** Challenge **
Rewrite every line of the records below, including the requests, but shift each point by adding 9 to both of its coordinates. Leave the pictures out of your answer.
┌─ Input records
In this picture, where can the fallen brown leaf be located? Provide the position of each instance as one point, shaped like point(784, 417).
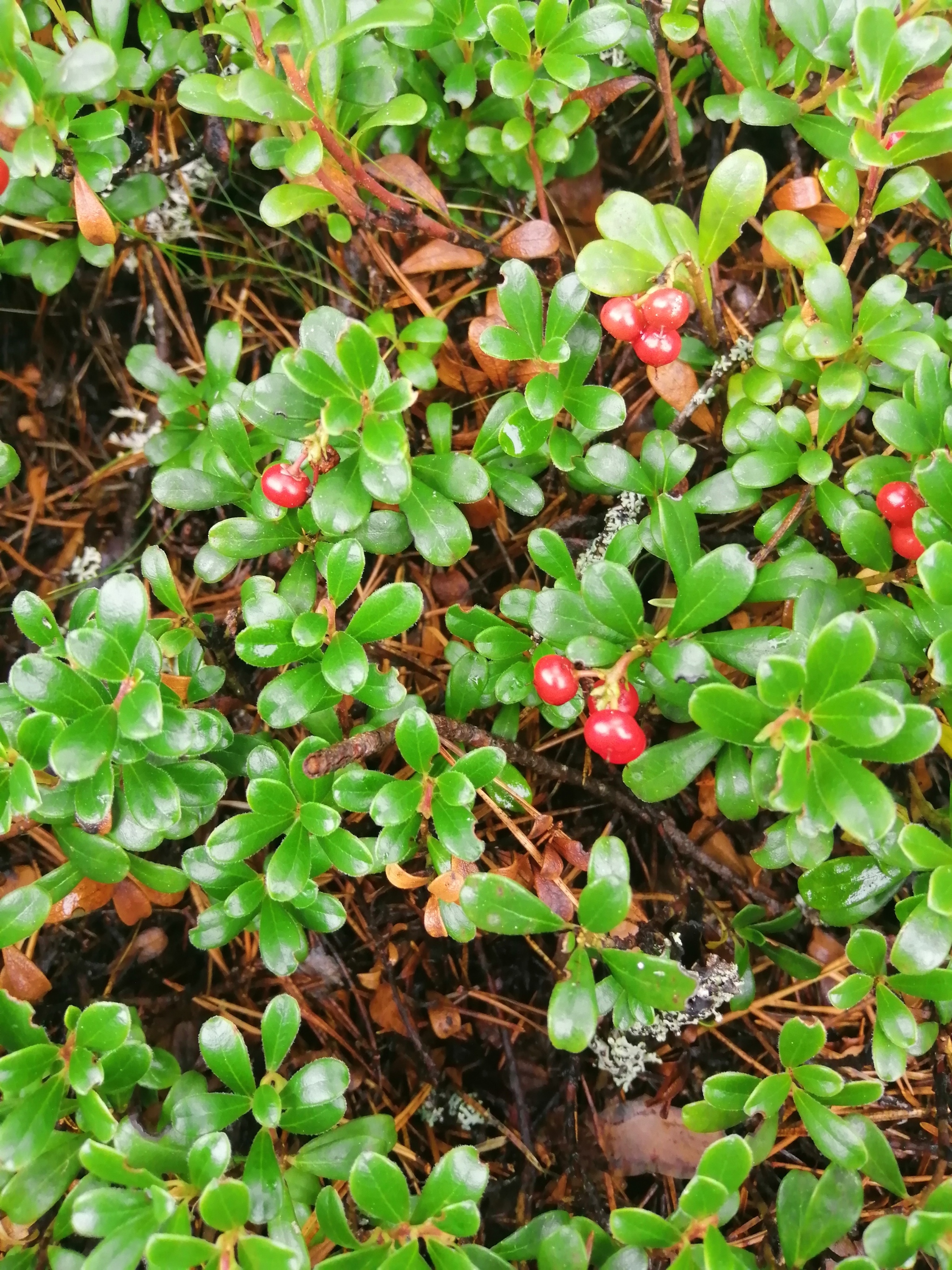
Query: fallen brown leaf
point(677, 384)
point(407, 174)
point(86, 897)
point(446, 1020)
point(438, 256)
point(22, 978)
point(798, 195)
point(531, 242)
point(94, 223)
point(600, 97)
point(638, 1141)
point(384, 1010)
└─
** Reply to the exercise **
In this picture, where can the fallen brown leaf be located? Provide the position of each instance as one point, shaped like point(784, 417).
Query: fallen brown leaf
point(686, 393)
point(416, 183)
point(95, 906)
point(455, 1029)
point(447, 265)
point(31, 987)
point(807, 204)
point(540, 251)
point(103, 232)
point(609, 106)
point(647, 1150)
point(393, 1019)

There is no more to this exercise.